Do this> Pick out each line in the entries below that contains the word "post" and copy it. Case counts.

--- Begin ---

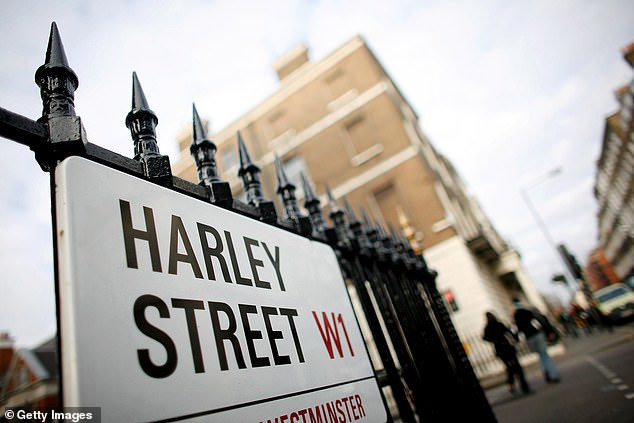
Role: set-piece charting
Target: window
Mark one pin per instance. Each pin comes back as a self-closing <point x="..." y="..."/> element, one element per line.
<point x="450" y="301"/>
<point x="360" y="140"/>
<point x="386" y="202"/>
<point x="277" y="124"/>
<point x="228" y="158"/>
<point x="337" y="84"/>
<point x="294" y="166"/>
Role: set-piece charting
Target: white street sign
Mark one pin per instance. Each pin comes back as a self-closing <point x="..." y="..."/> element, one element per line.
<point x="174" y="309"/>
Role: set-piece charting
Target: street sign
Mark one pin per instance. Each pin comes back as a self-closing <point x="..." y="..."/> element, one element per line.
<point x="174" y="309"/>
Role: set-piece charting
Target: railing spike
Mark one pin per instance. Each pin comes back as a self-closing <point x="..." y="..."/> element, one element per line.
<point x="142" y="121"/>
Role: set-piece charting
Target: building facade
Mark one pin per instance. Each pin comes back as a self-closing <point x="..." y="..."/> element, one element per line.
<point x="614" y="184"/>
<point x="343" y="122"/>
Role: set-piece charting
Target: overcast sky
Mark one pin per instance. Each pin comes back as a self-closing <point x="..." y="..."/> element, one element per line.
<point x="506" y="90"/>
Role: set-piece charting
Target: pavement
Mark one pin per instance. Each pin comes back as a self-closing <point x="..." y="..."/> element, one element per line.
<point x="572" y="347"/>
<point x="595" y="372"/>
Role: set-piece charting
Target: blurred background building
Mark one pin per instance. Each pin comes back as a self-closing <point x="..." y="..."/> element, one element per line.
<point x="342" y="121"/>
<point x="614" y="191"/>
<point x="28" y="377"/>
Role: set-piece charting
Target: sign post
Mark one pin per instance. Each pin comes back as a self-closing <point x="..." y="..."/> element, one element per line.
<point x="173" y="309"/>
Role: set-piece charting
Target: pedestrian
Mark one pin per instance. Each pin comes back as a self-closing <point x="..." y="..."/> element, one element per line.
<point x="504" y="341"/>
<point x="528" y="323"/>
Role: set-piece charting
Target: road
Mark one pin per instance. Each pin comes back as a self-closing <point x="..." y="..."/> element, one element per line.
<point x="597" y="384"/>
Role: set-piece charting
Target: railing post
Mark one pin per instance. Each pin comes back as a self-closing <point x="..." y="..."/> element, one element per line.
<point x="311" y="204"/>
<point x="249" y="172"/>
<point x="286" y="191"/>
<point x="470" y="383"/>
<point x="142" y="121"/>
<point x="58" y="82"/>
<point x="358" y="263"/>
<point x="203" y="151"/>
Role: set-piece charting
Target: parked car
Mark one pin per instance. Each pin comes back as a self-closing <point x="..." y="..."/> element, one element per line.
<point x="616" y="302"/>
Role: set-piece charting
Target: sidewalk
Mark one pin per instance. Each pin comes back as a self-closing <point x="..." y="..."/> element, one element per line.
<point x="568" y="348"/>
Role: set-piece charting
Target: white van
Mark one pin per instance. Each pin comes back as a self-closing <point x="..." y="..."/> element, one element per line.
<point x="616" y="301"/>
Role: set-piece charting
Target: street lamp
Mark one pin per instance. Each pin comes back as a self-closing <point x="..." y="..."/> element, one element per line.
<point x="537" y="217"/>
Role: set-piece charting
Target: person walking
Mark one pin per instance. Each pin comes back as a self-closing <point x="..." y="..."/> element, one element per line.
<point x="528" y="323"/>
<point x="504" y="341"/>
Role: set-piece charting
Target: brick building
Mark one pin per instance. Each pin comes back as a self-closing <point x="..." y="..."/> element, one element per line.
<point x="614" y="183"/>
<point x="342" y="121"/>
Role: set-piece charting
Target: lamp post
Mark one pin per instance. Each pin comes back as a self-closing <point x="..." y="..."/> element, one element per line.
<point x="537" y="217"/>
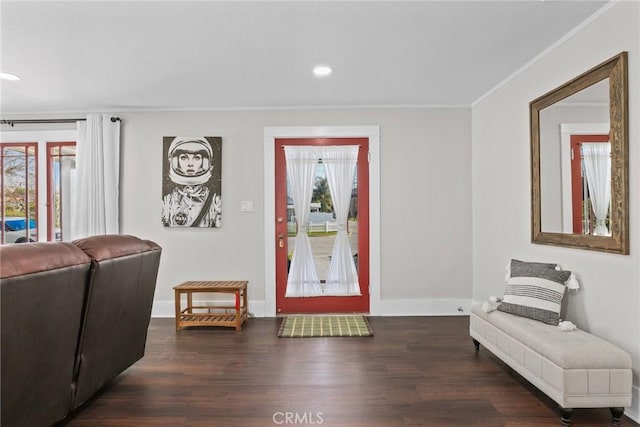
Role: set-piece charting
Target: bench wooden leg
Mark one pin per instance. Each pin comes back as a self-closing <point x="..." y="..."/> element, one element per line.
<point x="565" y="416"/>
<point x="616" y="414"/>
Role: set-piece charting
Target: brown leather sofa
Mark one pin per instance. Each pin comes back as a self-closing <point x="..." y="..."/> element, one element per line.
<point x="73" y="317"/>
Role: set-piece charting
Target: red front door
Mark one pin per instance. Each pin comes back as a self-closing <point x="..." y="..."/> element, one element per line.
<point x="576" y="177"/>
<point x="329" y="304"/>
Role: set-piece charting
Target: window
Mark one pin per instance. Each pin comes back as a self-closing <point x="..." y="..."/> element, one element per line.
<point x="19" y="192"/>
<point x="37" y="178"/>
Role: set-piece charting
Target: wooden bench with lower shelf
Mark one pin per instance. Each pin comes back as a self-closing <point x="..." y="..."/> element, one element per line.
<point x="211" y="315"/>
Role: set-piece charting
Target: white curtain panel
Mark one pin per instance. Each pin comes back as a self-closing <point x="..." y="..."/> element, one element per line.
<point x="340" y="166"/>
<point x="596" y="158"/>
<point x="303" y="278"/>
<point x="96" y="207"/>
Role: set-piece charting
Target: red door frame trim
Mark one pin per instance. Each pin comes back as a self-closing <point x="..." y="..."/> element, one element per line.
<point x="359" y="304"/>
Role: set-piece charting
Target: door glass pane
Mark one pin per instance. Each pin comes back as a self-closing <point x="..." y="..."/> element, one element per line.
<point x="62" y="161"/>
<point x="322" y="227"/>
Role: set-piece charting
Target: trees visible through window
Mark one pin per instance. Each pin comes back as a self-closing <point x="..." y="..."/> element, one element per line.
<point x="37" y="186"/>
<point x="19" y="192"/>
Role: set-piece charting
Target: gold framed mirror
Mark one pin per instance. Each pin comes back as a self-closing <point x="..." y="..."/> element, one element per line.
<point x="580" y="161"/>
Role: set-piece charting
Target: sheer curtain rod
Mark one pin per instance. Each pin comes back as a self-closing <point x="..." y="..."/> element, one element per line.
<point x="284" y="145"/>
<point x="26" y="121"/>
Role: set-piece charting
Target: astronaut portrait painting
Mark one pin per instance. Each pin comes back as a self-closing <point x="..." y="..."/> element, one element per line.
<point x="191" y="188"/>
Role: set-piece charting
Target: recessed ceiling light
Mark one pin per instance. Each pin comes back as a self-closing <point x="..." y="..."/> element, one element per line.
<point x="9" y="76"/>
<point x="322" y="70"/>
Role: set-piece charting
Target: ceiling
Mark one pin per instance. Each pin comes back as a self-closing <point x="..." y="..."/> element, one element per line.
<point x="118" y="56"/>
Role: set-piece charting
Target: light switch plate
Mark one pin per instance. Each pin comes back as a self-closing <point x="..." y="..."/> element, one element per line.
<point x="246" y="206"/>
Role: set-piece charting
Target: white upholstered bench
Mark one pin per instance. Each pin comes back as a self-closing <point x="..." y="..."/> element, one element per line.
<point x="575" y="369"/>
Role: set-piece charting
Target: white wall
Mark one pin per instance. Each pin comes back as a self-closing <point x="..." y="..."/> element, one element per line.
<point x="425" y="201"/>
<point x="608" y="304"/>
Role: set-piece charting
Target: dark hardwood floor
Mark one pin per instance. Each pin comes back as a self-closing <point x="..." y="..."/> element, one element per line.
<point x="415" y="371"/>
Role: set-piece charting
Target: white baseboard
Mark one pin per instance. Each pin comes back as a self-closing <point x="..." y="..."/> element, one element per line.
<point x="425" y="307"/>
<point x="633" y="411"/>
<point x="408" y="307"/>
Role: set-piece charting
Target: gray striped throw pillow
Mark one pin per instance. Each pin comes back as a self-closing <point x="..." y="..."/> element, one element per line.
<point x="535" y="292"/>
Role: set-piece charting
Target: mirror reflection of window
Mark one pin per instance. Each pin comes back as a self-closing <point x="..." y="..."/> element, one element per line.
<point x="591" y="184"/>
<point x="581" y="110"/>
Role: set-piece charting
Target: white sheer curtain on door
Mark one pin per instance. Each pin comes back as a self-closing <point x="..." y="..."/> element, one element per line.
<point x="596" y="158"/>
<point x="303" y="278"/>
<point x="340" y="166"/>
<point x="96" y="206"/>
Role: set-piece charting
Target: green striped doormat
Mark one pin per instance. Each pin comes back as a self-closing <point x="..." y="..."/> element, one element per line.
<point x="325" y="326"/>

--- End ---
--- Begin ---

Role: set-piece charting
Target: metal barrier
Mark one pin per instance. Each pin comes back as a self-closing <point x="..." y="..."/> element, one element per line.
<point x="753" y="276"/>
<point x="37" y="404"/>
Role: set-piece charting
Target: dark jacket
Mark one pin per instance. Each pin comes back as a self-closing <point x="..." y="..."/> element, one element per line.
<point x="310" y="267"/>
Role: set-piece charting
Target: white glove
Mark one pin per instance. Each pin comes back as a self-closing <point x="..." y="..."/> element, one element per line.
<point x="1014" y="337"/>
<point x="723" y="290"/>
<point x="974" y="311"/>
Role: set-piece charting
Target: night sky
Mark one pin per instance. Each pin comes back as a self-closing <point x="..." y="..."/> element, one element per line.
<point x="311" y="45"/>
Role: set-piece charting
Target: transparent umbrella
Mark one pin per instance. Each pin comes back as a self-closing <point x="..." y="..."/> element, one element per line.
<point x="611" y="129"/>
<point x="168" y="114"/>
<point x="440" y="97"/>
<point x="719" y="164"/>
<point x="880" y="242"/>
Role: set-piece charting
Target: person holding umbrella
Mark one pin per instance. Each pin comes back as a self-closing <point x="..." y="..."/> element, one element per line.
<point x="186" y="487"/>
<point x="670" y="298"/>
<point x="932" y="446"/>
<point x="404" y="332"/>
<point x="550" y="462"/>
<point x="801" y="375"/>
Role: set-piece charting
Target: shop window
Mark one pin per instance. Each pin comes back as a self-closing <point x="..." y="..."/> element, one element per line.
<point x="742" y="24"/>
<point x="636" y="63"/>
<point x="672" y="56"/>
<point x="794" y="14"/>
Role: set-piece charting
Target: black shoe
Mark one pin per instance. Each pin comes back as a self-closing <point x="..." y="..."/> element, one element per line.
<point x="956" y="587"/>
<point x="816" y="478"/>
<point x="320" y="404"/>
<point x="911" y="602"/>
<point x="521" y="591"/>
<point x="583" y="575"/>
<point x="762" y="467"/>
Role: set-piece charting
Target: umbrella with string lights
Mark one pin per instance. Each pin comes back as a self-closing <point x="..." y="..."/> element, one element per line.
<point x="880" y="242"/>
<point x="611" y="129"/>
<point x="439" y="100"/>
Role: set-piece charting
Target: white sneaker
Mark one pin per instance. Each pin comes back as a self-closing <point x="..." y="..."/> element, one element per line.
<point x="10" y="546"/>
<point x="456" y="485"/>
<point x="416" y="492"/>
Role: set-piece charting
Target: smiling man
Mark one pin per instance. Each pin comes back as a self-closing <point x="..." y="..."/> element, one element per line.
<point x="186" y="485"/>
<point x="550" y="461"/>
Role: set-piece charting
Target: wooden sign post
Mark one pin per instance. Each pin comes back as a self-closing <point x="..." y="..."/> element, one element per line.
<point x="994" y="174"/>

--- End ---

Full solution>
Target: sign post
Target: railing post
Target: lamp post
Target: wooden sign post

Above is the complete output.